(Part of a data file)
-- BEGIN --
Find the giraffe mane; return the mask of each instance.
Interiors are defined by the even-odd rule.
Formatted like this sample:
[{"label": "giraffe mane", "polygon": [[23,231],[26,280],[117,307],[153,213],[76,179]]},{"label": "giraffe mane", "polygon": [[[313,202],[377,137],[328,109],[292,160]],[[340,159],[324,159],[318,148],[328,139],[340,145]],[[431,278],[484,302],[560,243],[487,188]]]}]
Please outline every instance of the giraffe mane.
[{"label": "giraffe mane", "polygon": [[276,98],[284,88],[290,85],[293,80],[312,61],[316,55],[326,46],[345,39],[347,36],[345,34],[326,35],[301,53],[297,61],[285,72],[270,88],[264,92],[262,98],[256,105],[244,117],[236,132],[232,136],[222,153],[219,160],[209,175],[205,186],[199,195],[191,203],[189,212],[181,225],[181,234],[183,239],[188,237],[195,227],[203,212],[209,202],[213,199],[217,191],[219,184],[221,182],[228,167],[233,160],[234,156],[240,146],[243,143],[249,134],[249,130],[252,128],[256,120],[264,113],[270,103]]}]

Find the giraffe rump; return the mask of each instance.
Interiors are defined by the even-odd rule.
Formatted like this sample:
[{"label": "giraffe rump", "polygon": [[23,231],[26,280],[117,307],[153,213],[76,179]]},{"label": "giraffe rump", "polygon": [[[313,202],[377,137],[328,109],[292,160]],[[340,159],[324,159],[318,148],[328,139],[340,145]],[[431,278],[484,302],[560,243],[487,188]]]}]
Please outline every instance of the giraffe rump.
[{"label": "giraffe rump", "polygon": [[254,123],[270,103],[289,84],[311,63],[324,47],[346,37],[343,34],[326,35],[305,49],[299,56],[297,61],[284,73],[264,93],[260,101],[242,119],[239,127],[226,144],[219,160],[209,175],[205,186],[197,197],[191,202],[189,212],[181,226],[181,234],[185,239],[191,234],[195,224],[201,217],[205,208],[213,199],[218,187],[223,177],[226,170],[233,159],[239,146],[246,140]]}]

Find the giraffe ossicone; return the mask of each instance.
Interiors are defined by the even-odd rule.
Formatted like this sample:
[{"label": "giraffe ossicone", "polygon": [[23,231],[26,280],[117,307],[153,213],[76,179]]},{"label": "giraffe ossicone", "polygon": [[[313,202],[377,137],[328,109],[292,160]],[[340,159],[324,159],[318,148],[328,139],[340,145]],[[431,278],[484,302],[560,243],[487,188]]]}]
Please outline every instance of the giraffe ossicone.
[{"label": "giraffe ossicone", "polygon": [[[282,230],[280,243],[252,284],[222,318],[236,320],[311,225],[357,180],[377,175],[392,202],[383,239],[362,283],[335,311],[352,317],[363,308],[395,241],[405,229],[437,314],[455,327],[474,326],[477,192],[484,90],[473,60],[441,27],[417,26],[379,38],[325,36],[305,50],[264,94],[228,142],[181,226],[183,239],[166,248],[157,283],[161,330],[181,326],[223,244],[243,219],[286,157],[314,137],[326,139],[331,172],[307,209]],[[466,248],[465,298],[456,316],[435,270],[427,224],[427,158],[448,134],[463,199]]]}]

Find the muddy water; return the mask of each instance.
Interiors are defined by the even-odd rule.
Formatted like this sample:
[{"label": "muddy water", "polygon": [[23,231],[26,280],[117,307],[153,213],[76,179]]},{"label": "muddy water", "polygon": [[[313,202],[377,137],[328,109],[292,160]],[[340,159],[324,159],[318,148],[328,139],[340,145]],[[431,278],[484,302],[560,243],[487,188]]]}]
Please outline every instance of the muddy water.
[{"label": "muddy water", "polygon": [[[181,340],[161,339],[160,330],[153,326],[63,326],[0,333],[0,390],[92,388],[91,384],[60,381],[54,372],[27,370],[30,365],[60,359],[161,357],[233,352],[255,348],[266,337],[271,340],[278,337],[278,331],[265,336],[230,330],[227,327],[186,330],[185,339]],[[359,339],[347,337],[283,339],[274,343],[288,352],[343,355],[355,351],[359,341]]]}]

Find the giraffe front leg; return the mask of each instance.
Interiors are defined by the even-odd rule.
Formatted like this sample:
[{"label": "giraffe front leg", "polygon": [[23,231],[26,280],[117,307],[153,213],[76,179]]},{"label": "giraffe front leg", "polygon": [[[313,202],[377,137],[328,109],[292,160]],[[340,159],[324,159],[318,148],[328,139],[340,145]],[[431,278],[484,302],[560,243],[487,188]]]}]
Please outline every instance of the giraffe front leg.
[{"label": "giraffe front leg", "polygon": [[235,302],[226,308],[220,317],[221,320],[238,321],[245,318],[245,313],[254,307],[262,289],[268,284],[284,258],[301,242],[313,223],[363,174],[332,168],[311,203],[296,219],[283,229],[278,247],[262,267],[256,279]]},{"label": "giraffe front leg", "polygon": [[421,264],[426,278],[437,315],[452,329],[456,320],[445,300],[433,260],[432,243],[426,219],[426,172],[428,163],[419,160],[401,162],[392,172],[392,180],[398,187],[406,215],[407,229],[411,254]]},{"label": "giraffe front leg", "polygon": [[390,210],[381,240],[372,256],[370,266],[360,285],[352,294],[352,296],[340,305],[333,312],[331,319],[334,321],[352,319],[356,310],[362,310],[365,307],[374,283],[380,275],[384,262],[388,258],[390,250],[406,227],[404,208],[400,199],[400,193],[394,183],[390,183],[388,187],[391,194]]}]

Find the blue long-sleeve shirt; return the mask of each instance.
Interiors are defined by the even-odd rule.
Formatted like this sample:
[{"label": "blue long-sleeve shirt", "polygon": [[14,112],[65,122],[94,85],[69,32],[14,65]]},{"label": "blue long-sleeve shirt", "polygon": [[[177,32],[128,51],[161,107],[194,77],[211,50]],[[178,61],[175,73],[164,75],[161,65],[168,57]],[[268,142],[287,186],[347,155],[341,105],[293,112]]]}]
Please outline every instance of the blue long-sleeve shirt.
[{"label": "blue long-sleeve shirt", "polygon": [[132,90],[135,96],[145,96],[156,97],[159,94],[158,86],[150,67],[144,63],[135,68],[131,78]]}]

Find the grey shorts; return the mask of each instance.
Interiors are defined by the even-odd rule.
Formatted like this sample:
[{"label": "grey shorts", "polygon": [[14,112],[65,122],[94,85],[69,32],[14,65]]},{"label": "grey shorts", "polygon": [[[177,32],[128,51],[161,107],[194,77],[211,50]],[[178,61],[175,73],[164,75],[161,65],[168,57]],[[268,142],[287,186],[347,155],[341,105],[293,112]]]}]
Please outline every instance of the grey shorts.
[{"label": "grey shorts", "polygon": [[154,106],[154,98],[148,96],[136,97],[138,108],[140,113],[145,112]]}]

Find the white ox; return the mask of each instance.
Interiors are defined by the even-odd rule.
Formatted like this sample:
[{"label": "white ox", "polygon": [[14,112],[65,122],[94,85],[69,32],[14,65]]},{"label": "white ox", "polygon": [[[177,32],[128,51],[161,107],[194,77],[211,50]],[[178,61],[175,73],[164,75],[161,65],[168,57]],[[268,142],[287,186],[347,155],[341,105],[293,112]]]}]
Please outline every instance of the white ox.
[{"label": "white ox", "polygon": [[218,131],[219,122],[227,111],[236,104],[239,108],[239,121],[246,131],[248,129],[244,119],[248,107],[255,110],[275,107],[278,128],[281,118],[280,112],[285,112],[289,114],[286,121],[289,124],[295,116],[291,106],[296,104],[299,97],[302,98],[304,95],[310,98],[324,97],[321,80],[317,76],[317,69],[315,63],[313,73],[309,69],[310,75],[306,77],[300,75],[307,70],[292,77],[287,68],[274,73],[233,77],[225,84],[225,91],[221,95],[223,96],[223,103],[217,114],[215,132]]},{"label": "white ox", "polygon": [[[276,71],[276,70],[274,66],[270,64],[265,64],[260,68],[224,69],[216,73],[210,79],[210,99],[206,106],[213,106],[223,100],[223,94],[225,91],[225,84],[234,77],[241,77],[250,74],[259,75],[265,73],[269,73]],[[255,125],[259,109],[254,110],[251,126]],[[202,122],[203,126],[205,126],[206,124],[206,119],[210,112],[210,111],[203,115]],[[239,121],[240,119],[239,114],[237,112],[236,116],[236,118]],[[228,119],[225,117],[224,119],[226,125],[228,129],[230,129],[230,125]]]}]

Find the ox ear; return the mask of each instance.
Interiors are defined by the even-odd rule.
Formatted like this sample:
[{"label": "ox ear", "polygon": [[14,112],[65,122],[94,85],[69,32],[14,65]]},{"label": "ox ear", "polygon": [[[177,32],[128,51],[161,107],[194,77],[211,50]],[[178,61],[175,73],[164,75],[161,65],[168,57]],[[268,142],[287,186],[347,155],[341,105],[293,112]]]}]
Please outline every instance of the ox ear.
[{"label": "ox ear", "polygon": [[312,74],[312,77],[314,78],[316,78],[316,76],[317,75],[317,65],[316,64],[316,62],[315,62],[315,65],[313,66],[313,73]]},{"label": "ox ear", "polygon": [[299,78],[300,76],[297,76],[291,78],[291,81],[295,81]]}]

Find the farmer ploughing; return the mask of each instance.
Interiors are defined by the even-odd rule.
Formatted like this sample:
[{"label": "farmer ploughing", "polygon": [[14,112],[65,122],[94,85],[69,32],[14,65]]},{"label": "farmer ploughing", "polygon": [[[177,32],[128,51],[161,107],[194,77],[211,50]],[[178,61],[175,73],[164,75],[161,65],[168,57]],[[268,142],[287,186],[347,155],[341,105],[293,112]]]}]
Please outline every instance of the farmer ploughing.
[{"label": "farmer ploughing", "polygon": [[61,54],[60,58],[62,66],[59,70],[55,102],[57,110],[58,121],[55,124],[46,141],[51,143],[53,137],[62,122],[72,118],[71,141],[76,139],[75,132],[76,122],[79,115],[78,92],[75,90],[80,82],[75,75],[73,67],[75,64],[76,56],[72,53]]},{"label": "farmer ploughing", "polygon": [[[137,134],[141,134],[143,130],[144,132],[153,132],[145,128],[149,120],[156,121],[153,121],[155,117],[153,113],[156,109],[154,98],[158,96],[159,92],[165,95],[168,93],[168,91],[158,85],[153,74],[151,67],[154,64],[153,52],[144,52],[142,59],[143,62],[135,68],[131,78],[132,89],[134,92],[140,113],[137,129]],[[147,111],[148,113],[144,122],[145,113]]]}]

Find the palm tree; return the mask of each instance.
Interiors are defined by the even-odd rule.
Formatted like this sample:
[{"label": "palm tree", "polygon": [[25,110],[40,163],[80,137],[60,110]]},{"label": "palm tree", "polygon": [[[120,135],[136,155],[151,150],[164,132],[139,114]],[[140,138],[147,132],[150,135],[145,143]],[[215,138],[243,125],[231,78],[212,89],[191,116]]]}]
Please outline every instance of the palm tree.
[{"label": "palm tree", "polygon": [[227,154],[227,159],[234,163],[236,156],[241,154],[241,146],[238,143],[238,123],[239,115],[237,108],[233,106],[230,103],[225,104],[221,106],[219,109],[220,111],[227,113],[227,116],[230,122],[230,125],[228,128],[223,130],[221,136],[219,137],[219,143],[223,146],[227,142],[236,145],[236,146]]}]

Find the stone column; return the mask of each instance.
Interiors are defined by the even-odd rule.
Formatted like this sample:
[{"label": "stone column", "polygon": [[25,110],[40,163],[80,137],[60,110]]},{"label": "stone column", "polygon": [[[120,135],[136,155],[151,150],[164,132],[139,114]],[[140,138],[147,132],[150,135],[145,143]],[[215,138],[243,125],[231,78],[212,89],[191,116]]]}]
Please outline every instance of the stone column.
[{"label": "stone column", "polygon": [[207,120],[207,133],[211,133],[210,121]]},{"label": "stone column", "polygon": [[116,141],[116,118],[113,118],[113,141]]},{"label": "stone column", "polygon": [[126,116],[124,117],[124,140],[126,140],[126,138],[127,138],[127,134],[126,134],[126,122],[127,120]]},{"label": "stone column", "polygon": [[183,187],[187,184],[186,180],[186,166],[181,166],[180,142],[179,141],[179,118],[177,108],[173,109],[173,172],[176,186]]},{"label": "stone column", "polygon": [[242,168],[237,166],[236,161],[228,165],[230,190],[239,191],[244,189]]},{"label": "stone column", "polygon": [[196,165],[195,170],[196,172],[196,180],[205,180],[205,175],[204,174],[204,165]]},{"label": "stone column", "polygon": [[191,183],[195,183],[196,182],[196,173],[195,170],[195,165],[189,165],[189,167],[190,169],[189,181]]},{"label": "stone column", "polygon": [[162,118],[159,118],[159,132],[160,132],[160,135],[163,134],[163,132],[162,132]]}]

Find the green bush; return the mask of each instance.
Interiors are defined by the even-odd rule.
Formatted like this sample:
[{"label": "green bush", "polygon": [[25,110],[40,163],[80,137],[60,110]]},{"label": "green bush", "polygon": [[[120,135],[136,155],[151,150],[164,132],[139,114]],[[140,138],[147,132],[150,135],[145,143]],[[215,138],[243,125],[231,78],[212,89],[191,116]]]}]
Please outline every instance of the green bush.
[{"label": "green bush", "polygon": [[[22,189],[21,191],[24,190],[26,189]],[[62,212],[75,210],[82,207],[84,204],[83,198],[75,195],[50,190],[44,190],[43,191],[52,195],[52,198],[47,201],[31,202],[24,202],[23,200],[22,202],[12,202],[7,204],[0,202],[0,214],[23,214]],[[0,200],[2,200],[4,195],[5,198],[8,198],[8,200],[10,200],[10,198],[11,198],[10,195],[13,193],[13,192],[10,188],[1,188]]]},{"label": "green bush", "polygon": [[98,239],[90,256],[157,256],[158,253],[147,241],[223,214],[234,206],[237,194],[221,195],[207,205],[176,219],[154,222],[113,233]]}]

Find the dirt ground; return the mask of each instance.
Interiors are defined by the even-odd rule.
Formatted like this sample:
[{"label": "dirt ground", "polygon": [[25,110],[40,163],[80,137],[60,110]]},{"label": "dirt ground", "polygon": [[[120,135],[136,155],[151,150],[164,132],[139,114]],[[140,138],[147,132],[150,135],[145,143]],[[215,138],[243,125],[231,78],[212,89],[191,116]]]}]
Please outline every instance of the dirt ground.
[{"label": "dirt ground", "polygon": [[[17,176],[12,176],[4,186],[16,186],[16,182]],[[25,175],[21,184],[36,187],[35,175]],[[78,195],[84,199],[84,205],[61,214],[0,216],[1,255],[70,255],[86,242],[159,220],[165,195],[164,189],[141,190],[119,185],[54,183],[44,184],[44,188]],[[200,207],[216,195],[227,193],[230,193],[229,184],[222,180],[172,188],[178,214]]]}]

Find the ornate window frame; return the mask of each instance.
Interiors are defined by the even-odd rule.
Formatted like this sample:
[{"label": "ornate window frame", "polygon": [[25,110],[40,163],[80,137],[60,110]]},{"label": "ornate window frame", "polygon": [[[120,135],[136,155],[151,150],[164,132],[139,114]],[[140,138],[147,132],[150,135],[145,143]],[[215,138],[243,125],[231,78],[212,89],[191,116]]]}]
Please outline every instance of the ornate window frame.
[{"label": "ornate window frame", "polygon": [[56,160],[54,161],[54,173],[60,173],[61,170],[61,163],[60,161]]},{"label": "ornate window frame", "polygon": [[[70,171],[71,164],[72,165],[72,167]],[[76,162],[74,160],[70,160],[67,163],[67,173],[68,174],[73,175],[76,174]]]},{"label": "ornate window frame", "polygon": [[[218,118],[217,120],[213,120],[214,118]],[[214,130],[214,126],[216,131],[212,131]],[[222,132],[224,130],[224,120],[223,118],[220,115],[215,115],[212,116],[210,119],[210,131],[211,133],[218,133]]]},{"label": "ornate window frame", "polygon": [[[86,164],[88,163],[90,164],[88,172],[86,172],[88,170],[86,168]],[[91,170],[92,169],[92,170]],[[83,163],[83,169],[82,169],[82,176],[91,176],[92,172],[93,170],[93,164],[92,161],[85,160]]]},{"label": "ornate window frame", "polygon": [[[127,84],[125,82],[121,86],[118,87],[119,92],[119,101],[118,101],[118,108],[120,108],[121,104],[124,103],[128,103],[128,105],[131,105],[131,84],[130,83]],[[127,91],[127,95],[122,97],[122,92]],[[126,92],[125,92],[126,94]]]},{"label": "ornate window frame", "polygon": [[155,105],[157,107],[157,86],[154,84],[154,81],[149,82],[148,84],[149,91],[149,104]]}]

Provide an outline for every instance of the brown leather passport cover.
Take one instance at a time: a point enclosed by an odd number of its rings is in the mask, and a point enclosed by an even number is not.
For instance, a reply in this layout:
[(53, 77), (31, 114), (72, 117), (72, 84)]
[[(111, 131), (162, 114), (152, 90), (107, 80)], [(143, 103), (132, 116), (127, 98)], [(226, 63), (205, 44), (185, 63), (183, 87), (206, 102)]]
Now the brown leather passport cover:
-- END --
■ Exercise description: Print the line containing "Provide an outline" and every line after it to the end of the records above, exactly as written, and nothing else.

■ Correct answer:
Provide an outline for every instance of the brown leather passport cover.
Take one instance at a time: a point enclosed by an odd number of its rings is in the mask, and a point enclosed by an even number is not.
For instance, a reply in this layout:
[(53, 77), (31, 114), (72, 117), (72, 84)]
[[(111, 131), (162, 114), (152, 90), (107, 80)], [(143, 103), (132, 116), (127, 98)], [(226, 63), (205, 44), (185, 63), (183, 87), (206, 102)]]
Now the brown leather passport cover:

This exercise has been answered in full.